>> BEGIN Data to process
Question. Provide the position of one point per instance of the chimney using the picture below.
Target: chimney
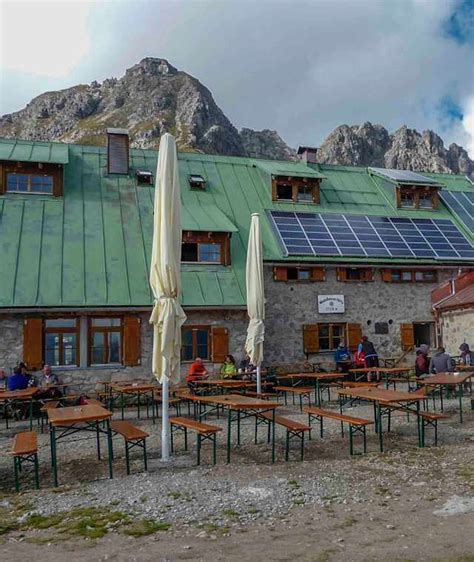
(307, 154)
(118, 148)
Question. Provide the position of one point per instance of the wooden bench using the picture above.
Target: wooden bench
(25, 449)
(203, 431)
(301, 392)
(49, 405)
(133, 436)
(356, 425)
(294, 429)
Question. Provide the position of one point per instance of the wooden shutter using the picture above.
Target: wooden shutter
(131, 341)
(407, 335)
(117, 153)
(310, 338)
(33, 342)
(341, 273)
(220, 344)
(280, 274)
(354, 335)
(318, 274)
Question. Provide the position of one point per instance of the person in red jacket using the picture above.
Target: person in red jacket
(196, 372)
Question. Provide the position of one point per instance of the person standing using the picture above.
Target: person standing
(441, 362)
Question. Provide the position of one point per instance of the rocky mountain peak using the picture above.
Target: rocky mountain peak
(407, 149)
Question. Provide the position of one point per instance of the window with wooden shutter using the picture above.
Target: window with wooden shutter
(131, 341)
(280, 273)
(220, 344)
(33, 342)
(407, 336)
(354, 335)
(117, 151)
(310, 338)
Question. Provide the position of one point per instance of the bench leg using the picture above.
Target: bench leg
(127, 457)
(17, 478)
(145, 460)
(36, 472)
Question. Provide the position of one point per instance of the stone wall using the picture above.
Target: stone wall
(457, 327)
(290, 305)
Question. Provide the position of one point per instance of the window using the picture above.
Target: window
(330, 336)
(196, 182)
(29, 183)
(285, 191)
(105, 341)
(195, 342)
(410, 275)
(416, 197)
(360, 274)
(144, 177)
(206, 247)
(61, 342)
(303, 190)
(299, 274)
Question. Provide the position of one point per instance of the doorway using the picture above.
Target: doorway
(424, 332)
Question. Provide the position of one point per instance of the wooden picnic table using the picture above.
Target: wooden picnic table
(74, 419)
(448, 380)
(136, 390)
(238, 408)
(384, 401)
(9, 397)
(317, 378)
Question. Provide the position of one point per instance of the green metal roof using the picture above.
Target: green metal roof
(34, 151)
(92, 247)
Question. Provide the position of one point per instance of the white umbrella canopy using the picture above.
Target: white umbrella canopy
(165, 277)
(255, 297)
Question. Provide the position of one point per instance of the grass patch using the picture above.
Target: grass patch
(86, 522)
(231, 513)
(145, 527)
(348, 522)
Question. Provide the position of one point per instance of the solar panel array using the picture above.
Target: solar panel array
(462, 203)
(312, 234)
(405, 176)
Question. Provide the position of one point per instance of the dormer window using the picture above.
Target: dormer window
(206, 247)
(27, 178)
(295, 189)
(196, 182)
(144, 177)
(417, 197)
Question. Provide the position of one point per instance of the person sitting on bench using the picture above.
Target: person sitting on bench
(196, 372)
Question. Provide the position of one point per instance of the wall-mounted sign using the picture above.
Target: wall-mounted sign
(331, 304)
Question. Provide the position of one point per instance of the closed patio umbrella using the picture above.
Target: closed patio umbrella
(165, 278)
(255, 297)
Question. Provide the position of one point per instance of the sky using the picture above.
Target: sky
(299, 67)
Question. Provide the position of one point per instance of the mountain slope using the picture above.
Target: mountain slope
(407, 149)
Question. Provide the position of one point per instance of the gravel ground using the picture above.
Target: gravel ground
(329, 507)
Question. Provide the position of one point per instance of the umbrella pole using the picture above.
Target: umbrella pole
(165, 422)
(259, 380)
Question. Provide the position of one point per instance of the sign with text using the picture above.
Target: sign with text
(331, 304)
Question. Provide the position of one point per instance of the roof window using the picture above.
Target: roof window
(196, 181)
(144, 177)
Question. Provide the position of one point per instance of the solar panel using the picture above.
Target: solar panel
(366, 236)
(462, 203)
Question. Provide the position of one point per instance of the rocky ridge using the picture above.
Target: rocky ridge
(154, 97)
(406, 149)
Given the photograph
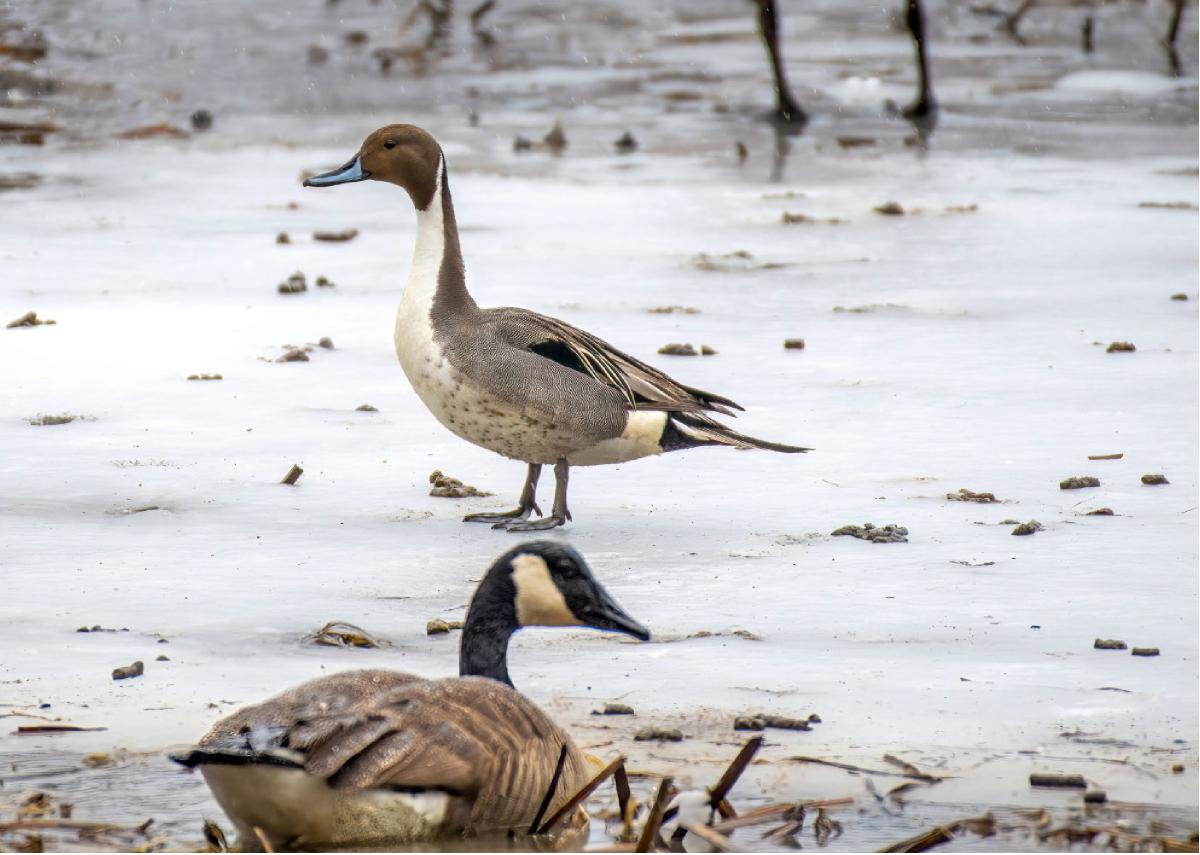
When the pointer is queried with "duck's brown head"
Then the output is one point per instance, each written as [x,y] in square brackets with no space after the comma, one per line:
[399,154]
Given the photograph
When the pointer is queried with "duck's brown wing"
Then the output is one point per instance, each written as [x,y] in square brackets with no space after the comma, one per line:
[643,386]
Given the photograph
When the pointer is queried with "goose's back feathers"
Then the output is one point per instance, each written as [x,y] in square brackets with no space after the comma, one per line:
[480,742]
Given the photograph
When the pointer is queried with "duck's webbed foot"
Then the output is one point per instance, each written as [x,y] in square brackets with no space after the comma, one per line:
[544,524]
[526,504]
[559,514]
[503,518]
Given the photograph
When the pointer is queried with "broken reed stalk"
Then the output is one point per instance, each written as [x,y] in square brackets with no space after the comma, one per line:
[984,826]
[550,791]
[730,777]
[293,474]
[262,838]
[654,820]
[579,797]
[71,825]
[769,812]
[849,767]
[715,839]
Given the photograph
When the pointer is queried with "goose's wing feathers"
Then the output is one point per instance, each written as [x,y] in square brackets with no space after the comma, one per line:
[642,386]
[468,736]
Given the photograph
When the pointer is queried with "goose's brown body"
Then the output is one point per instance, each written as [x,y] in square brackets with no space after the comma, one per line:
[384,755]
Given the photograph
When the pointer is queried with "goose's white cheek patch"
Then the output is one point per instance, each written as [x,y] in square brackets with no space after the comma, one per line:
[539,601]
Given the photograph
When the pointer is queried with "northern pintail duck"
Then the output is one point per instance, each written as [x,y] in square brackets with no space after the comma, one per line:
[394,758]
[522,384]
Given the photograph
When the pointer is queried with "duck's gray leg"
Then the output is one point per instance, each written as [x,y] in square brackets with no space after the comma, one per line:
>> END Data to process
What to work on » Pull out every line of the records above that contains the word "feathers".

Correct response »
When the pointer is queried with "goose's back feathers"
When the pointer is queried with "goose's wing feathers"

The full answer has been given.